▶ **TEXT EXCERPT**:
==============================
- Born: August 15, 1887 Tarashcha, Kiev Governorate, Russian Empire
- Died: March 1, 1960 (aged 72) Maloyaroslavets, Kaluga Oblast, Russian Soviet Federative Socialist Republic, Soviet Union
- Citizenship: Soviet Union Russian Empire
- Occupations: Revolutionary, memoirist, translator
- Parents: Konstantin Kakhovsky (father); Augusta Fedorovna (mother);

= Irina Kakhovskaya =

Narodnik-inspired Russian revolutionary

Irina Konstantinovna Kakhovskaya (Ири́на Константи́новна Кахо́вская; 15 August 1887, Tarashcha, Kiev Governorate – 1 March 1960, Maloyaroslavets, Kaluga Oblast) was a Narodnik-inspired Russian revolutionary. Grandniece of the Decembrist Pyotr Kakhovsky, she was a representative of the Left Socialist-Revolutionaries during the Russian Revolution: in 1918 she organized the assassination of Field Marshal Hermann von Eichhorn, commander of the German occupation forces in Ukraine. In total she spent forty-five years of her life in prison and exile, both under the Tsarist and Soviet regimes, as well as briefly at the end of World War I in German military jail.

==Biography==
===Early life===
She was born into the family of a land surveyor and a national teacher. From 28 August 1897 to 25 May 1903, she studied at the Mariinsky Institute for Orphans of Noble Birth in Saint Petersburg, from which she graduated with a silver medal. Then she entered the historical and philological department of the Women's Pedagogical Institute.
==============================
(Location identification items)
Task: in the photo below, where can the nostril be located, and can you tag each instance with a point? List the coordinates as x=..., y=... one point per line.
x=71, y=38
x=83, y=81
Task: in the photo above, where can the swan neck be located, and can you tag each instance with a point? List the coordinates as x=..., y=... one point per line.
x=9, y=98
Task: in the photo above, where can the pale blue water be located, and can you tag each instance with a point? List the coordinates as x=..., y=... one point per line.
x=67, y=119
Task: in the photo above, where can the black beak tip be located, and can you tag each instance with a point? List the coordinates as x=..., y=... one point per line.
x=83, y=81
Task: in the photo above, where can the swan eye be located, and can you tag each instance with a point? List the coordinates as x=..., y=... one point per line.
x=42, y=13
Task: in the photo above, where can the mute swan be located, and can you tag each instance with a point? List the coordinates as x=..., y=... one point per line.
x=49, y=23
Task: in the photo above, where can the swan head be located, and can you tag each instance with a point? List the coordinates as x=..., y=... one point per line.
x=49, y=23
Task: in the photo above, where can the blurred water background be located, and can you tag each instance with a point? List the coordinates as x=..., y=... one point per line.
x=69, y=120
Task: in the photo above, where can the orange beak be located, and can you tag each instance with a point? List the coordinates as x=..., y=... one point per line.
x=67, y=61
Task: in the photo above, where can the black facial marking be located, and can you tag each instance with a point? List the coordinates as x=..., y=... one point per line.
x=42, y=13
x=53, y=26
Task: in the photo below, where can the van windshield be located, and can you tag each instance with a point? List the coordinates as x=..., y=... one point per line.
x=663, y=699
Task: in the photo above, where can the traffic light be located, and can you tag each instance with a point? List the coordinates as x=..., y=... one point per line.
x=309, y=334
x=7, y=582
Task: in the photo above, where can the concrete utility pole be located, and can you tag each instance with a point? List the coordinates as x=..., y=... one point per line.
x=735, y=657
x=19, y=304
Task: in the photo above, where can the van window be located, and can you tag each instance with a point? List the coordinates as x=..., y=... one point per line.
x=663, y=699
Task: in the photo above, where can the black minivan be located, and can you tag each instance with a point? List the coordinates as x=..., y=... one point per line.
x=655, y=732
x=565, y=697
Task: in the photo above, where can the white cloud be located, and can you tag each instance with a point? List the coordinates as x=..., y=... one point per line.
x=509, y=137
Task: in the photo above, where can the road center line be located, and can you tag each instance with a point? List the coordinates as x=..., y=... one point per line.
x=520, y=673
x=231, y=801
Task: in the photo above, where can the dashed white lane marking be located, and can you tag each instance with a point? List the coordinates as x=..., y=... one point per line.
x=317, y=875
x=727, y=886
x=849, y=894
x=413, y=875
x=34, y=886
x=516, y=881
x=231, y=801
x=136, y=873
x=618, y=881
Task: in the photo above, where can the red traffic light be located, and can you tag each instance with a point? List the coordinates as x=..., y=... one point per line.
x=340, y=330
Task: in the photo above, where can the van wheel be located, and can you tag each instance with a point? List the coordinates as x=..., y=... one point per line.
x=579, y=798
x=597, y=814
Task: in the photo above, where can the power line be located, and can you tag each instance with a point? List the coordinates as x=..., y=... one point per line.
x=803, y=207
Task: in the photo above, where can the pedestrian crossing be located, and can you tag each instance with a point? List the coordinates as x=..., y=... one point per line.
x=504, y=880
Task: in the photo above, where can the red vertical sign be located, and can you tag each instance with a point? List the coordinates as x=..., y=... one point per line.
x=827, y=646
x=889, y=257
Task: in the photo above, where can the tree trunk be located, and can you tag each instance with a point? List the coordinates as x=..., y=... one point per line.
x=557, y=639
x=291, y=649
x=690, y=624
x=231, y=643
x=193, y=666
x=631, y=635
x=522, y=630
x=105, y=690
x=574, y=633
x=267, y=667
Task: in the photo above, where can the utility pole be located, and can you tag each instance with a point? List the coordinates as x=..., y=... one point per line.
==============================
▶ **EXERCISES TO COMPLETE**:
A) Could you quote the passage of the Irina Kakhovskaya biography that opens with the words "Irina Konstantinovna Kakhovskaya" and closes with "German military jail."?
B) Can you print, unchanged, the lines of the rows that run from the line containing "Task: in the photo above, where can the black facial" through the line containing "x=19, y=304", with both of those lines included?
The biography and the rows come from unrelated sources.

▶ **ANSWERS BY TASK**:
A)
Irina Konstantinovna Kakhovskaya (Ири́на Константи́новна Кахо́вская; 15 August 1887, Tarashcha, Kiev Governorate – 1 March 1960, Maloyaroslavets, Kaluga Oblast) was a Narodnik-inspired Russian revolutionary. Grandniece of the Decembrist Pyotr Kakhovsky, she was a representative of the Left Socialist-Revolutionaries during the Russian Revolution: in 1918 she organized the assassination of Field Marshal Hermann von Eichhorn, commander of the German occupation forces in Ukraine. In total she spent forty-five years of her life in prison and exile, both under the Tsarist and Soviet regimes, as well as briefly at the end of World War I in German military jail.

B)
Task: in the photo above, where can the black facial marking be located, and can you tag each instance with a point? List the coordinates as x=..., y=... one point per line.
x=42, y=13
x=53, y=26
Task: in the photo below, where can the van windshield be located, and can you tag each instance with a point? List the coordinates as x=..., y=... one point per line.
x=663, y=699
Task: in the photo above, where can the traffic light be located, and can you tag each instance with a point? List the coordinates as x=..., y=... one point per line.
x=309, y=334
x=7, y=582
Task: in the photo above, where can the concrete utility pole be located, and can you tag each instance with a point? List the coordinates as x=..., y=... one point per line.
x=735, y=657
x=19, y=304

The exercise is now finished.